## Dataset records

+---+

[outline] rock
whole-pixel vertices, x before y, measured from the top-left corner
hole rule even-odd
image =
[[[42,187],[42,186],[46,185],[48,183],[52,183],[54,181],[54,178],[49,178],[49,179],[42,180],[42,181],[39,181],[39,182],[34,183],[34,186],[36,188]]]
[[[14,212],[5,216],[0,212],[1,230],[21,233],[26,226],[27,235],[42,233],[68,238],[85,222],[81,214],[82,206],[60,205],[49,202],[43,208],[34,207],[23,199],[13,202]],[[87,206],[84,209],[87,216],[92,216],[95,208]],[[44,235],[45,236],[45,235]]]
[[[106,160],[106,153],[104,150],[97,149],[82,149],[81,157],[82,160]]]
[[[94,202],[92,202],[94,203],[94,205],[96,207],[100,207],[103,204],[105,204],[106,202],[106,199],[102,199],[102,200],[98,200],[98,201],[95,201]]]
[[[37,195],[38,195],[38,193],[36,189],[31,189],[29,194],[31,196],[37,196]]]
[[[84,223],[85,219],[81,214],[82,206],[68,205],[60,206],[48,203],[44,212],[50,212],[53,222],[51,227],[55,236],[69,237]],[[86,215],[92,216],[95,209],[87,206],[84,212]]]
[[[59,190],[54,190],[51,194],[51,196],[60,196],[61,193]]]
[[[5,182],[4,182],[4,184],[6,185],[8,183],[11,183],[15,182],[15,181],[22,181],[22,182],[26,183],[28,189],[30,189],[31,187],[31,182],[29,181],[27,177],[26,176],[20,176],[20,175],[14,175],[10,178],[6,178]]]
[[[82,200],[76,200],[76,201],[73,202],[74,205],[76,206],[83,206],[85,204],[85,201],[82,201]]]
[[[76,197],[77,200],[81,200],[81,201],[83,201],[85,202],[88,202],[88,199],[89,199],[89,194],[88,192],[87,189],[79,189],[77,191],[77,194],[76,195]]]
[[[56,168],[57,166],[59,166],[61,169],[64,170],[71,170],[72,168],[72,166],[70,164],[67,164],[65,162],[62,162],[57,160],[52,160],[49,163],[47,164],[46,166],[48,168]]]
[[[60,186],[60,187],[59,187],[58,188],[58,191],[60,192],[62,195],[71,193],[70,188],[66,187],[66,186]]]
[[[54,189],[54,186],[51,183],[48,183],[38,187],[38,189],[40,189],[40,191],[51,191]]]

+---+

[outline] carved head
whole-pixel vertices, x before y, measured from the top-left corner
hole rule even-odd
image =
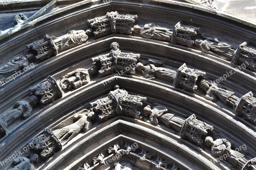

+---+

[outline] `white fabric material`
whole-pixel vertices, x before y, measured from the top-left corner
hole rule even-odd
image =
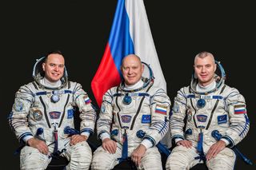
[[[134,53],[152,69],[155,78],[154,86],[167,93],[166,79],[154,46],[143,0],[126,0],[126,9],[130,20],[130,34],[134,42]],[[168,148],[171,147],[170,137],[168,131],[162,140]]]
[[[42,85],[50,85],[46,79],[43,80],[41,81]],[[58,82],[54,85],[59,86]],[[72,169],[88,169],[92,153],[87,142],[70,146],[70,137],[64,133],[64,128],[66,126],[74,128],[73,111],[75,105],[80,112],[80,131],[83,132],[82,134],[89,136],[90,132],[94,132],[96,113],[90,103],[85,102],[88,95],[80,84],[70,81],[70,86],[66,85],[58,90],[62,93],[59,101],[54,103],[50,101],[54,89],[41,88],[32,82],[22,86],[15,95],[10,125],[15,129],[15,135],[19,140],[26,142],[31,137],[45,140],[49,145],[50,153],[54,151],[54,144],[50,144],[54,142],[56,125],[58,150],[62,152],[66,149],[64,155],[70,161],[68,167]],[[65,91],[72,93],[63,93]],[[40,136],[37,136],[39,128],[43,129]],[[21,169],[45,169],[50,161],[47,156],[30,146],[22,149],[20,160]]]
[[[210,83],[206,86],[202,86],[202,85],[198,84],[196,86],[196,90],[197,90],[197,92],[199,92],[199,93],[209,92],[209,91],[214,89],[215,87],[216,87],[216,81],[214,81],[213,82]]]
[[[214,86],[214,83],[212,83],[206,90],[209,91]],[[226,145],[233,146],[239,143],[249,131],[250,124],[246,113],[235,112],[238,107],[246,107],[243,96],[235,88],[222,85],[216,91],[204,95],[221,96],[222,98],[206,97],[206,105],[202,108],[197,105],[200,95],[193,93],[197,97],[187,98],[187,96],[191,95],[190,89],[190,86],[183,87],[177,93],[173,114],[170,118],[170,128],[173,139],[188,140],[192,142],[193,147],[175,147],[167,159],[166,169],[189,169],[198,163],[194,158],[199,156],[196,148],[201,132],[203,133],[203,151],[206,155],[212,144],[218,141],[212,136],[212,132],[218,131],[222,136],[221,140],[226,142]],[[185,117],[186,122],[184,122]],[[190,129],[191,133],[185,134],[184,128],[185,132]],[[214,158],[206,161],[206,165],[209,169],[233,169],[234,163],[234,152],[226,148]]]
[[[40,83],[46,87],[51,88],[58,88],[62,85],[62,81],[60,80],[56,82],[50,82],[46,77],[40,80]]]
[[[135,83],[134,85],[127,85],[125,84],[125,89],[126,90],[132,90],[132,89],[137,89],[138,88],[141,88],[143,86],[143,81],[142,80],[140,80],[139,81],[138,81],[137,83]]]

+---+

## Work to do
Lay out the lines from the one holding "[outline] rock" through the one holding "[[[59,190],[54,190],[51,194],[51,196],[60,196],[61,193]]]", inclusive, as a JSON list of strings with one string per line. Leave out blank lines.

## Complete answer
[
  "[outline] rock",
  "whole-pixel vertices, x before y, measured from the top-left corner",
  "hole rule even-odd",
  "image =",
  "[[[42,187],[42,186],[46,185],[48,183],[52,183],[54,181],[54,178],[49,178],[49,179],[42,180],[42,181],[39,181],[39,182],[34,183],[34,186],[36,188]]]",
  "[[[14,212],[5,216],[0,212],[1,230],[21,233],[26,226],[27,235],[42,233],[68,238],[85,222],[81,214],[82,206],[60,205],[49,202],[43,208],[34,207],[23,199],[13,202]],[[87,206],[84,209],[87,216],[92,216],[95,208]],[[44,235],[45,236],[45,235]]]",
  "[[[106,160],[106,153],[104,150],[97,149],[82,149],[81,157],[82,160]]]",
  "[[[94,202],[92,202],[94,203],[94,205],[96,207],[100,207],[103,204],[105,204],[106,202],[106,199],[102,199],[102,200],[98,200],[98,201],[95,201]]]",
  "[[[37,195],[38,195],[38,193],[36,189],[31,189],[29,194],[31,196],[37,196]]]",
  "[[[84,223],[85,219],[81,214],[82,206],[68,205],[60,206],[48,203],[44,212],[50,212],[53,222],[51,227],[55,236],[69,237]],[[86,215],[92,216],[95,209],[87,206],[84,212]]]",
  "[[[59,190],[54,190],[51,194],[51,196],[60,196],[61,193]]]"
]